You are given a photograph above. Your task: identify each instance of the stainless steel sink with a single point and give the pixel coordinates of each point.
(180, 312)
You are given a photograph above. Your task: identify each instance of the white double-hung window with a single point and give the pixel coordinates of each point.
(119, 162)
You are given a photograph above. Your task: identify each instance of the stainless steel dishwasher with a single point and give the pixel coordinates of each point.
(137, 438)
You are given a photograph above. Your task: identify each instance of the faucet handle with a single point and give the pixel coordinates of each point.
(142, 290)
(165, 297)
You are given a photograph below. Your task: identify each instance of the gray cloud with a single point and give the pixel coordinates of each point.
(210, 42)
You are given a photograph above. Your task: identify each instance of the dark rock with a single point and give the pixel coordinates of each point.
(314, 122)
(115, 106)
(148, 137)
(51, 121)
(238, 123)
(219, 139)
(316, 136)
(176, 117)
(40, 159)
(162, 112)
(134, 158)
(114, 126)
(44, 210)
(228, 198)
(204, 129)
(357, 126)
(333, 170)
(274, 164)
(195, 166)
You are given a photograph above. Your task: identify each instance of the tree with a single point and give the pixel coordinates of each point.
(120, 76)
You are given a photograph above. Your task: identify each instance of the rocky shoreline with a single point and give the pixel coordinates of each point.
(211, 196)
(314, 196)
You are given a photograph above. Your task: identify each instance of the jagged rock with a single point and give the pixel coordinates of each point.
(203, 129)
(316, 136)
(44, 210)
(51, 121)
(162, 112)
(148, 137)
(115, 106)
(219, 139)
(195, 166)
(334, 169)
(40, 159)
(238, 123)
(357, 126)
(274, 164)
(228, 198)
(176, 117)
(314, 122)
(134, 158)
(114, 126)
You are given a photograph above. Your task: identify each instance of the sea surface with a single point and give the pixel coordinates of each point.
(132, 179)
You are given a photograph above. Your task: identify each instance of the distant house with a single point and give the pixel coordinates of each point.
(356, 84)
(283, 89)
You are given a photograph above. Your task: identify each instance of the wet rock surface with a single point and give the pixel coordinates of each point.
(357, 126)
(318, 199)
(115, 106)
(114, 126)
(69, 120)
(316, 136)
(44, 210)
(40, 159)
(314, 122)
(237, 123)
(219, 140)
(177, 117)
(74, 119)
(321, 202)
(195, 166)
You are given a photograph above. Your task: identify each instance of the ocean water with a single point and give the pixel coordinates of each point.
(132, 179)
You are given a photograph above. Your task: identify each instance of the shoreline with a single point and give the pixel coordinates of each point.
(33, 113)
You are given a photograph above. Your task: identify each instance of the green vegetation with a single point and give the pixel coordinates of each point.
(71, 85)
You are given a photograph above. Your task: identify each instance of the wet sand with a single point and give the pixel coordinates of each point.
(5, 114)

-- -- --

=== REQUIREMENT ===
Word for word, give the material above a second time.

=== YOUR SOLUTION ===
You are given a photograph above. Your task: identify each instance of the stainless steel sink with a single point and give the pixel coordinates of each point.
(180, 312)
You are given a photograph above. Your task: identify each instance of the white double-hung window with a single point and give the pixel coordinates of each point.
(119, 162)
You are given a photograph above. Your task: identify each instance of the stainless steel dishwasher with a single point and give the pixel coordinates of each point.
(137, 438)
You are given a photograph above. Your task: identify each instance of the faucet handle with a single point and give the pixel coordinates of each point.
(142, 290)
(165, 297)
You are given a photograph below. Your task: identify each instance of the gray cloud with a single point and give the pixel coordinates of each point.
(210, 42)
You are given a photograph above. Your task: identify each instance of the dark rock with a single point and give the pixel coordinates of each point.
(314, 122)
(115, 106)
(148, 137)
(51, 121)
(238, 123)
(219, 139)
(316, 136)
(176, 117)
(40, 159)
(162, 112)
(134, 158)
(114, 126)
(44, 210)
(228, 198)
(204, 129)
(357, 126)
(333, 170)
(274, 164)
(195, 166)
You are given a photograph above. Your task: identify each instance of the tree with a single point and give the pixel coordinates of each point.
(120, 76)
You are given a photograph above. Your task: identify each instance of the rocky shoreline with a single point and give the pixel coordinates of each point.
(211, 196)
(314, 196)
You are given a photograph above. Your task: identify each instance of the jagged rock with a single point and give the pixel coordinates of each point.
(203, 129)
(316, 136)
(44, 210)
(51, 121)
(162, 112)
(148, 137)
(115, 106)
(219, 139)
(195, 166)
(334, 169)
(40, 159)
(238, 123)
(357, 126)
(274, 164)
(228, 198)
(176, 117)
(314, 122)
(134, 158)
(114, 126)
You are given a photograph above. Your task: identify each instance of the sea surface with a single point and give the pixel coordinates of each point.
(132, 179)
You are given a photograph above. Your task: identify each instance of the distant house with a single point and give the pixel coordinates of each point.
(356, 84)
(283, 89)
You are given a photograph above. Your task: identify each instance of the wet rock surface with a single point and give the pixel coordinates of each point.
(357, 126)
(318, 199)
(115, 106)
(114, 126)
(69, 120)
(316, 136)
(44, 210)
(40, 159)
(314, 122)
(237, 123)
(219, 140)
(177, 117)
(74, 119)
(321, 202)
(195, 166)
You are given a photograph above. Your task: identify each instance of the ocean water with a single point and give the pixel coordinates of each point.
(132, 179)
You are given a photograph above. Your task: identify each instance of the shoreline with a single point and give the pixel coordinates of each point.
(33, 113)
You are given a photograph above. Your task: identify each instance of the green vegetation with a single point and give the pixel coordinates of each point.
(71, 85)
You are given a photograph above. Your task: identify each instance of the wet sand with a single point and give the pixel coordinates of each point.
(5, 114)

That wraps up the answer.